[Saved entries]
-- Opening Marker --

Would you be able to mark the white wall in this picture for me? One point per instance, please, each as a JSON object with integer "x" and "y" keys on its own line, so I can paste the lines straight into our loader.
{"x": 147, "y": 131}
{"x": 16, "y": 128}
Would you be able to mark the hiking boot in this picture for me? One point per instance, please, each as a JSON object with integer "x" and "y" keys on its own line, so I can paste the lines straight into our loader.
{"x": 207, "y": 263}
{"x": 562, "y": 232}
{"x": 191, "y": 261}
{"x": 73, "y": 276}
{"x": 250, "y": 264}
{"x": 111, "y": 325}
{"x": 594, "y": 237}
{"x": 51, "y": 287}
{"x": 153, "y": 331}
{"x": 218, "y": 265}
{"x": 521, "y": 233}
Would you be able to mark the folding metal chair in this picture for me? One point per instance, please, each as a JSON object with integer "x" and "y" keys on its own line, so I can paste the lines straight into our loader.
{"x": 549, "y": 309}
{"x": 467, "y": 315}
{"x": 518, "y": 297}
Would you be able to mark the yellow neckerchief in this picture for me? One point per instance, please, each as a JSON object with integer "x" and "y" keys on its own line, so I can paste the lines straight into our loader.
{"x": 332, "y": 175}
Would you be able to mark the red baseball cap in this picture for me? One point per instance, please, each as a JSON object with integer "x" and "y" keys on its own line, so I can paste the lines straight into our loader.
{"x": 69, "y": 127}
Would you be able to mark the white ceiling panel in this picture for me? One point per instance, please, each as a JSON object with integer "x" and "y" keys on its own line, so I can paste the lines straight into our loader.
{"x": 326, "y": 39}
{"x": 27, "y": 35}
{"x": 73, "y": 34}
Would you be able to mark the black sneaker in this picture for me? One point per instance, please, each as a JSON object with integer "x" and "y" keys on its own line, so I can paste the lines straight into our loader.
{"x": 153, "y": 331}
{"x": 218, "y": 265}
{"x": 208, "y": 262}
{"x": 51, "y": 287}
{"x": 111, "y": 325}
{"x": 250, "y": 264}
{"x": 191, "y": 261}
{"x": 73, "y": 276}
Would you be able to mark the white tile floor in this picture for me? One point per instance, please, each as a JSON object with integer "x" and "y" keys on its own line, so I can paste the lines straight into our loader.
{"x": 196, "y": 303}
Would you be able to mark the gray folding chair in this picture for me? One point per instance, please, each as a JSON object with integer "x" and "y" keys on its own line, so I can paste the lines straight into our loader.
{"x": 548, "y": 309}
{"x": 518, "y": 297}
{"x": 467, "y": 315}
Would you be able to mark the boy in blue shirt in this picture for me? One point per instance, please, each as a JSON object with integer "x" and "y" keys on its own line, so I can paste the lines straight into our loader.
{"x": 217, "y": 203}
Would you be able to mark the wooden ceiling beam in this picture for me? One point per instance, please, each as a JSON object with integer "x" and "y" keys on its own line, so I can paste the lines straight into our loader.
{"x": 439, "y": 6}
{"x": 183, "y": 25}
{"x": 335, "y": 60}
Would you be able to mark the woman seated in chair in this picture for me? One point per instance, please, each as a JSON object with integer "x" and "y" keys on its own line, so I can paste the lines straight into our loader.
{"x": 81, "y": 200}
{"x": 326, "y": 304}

-- Closing Marker --

*About this exercise*. Beginning with the first line above, transcribe all of the data exactly.

*Result for this task*.
Would you be able to mark the white wall in this picture for me? One point per instance, please, each as a JSON object with integer "x" and "y" keys on its own line, so I can paste the lines straight into our loader.
{"x": 147, "y": 131}
{"x": 16, "y": 128}
Would you be able to mark the hiking boot in this picture for me? One point per instance, please, each as a JSON object with integer "x" and "y" keys on its own line, so I can paste the lines straight into our loader.
{"x": 207, "y": 263}
{"x": 562, "y": 232}
{"x": 191, "y": 261}
{"x": 73, "y": 276}
{"x": 250, "y": 264}
{"x": 111, "y": 325}
{"x": 594, "y": 237}
{"x": 51, "y": 287}
{"x": 153, "y": 331}
{"x": 218, "y": 265}
{"x": 521, "y": 233}
Would you be able to mark the folding metal chair in this picture for me? One point per instance, please, each as a JSON object with integer "x" and "y" keys on its own line, so I can paste the lines straight into our loader.
{"x": 549, "y": 309}
{"x": 467, "y": 315}
{"x": 518, "y": 297}
Would you be able to mark the yellow neckerchief in this picture for me? One point per instance, please, each as a JSON object with integer "x" and "y" keys on its own line, so I can paste the lines straight into our loader.
{"x": 332, "y": 175}
Would you be able to mark the red baseball cap in this picture for me? One point per instance, please, each as a JSON object with integer "x" and "y" keys on its own line, so I can paste the lines straight into our loader.
{"x": 69, "y": 127}
Would you be able to mark the white ceiling panel in this picture for me? One point per instance, please, each as a JSON object with integer "x" and "y" keys on its own line, so I can paste the lines straight into our loader.
{"x": 326, "y": 39}
{"x": 27, "y": 35}
{"x": 73, "y": 34}
Would you be able to mark the black sneaker in this picture for me? One point per instance, please, each as a JSON object with integer "x" and "y" keys on its own line, so I can paste the lines straight into our loader.
{"x": 153, "y": 331}
{"x": 218, "y": 265}
{"x": 208, "y": 262}
{"x": 51, "y": 287}
{"x": 111, "y": 325}
{"x": 250, "y": 264}
{"x": 191, "y": 261}
{"x": 73, "y": 276}
Would you be able to mark the white tile floor in this picture for me? One point per instance, please, each as a JSON object with integer "x" and "y" keys on its own line, so I can paste the lines straight into our loader.
{"x": 196, "y": 303}
Would you be able to mark the gray folding chair in this picture for me? One point per instance, please, each as a JSON object with integer "x" and "y" keys on its own line, so I can paste the lines straight into our loader.
{"x": 548, "y": 309}
{"x": 518, "y": 297}
{"x": 467, "y": 315}
Would you be able to mark the boy in blue shirt in this picture for me? One point per instance, please, each as a JSON object with integer "x" and "y" keys on its own line, so I can paste the lines straight into our loader.
{"x": 217, "y": 203}
Would you be able to mark the wooden ceiling beam in this picture for me? One point per instance, please, each as a JSON object with integer "x" and "y" keys on its own line, so I can paste the lines straight into our loader.
{"x": 439, "y": 6}
{"x": 183, "y": 25}
{"x": 335, "y": 60}
Would you be able to mark the woman seated in chair in this picture for me? One point per instance, please, each as a JSON object with integer "x" and "y" keys on its own line, so I can paste the lines straight into our loader.
{"x": 81, "y": 200}
{"x": 326, "y": 304}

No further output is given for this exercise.